Short exercise: Copy each of the following records out line for line, with no changes.

Input for this task:
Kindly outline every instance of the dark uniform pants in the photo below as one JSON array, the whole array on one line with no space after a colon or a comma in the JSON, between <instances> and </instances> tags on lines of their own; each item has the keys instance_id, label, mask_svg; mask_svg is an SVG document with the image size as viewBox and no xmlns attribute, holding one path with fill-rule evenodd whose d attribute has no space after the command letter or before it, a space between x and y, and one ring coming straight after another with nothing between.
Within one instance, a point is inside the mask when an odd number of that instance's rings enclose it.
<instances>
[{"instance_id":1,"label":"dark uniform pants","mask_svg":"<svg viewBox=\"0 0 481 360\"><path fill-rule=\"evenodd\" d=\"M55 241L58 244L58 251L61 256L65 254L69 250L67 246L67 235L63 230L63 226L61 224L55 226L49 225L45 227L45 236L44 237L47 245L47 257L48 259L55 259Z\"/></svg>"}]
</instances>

Solution:
Kindly outline every instance of the dark uniform pants in the photo below as one JSON array, the whole array on one line with no space after a colon or a comma in the JSON, between <instances> and </instances> tags on lines of their own; each item has the keys instance_id, label, mask_svg; mask_svg is an SVG document with the image size as viewBox and no xmlns attribute, holding one path with fill-rule evenodd whose d attribute has no space after the command letter or before it, a space between x and y, and one ring coming straight after another with nothing between.
Within one instance, a point is inside the mask when an odd number of that instance's rings enclose it.
<instances>
[{"instance_id":1,"label":"dark uniform pants","mask_svg":"<svg viewBox=\"0 0 481 360\"><path fill-rule=\"evenodd\" d=\"M55 241L58 244L58 251L61 256L65 254L69 250L67 246L67 235L63 230L63 226L61 224L55 226L49 225L45 227L45 236L44 237L47 245L47 257L48 259L55 259Z\"/></svg>"}]
</instances>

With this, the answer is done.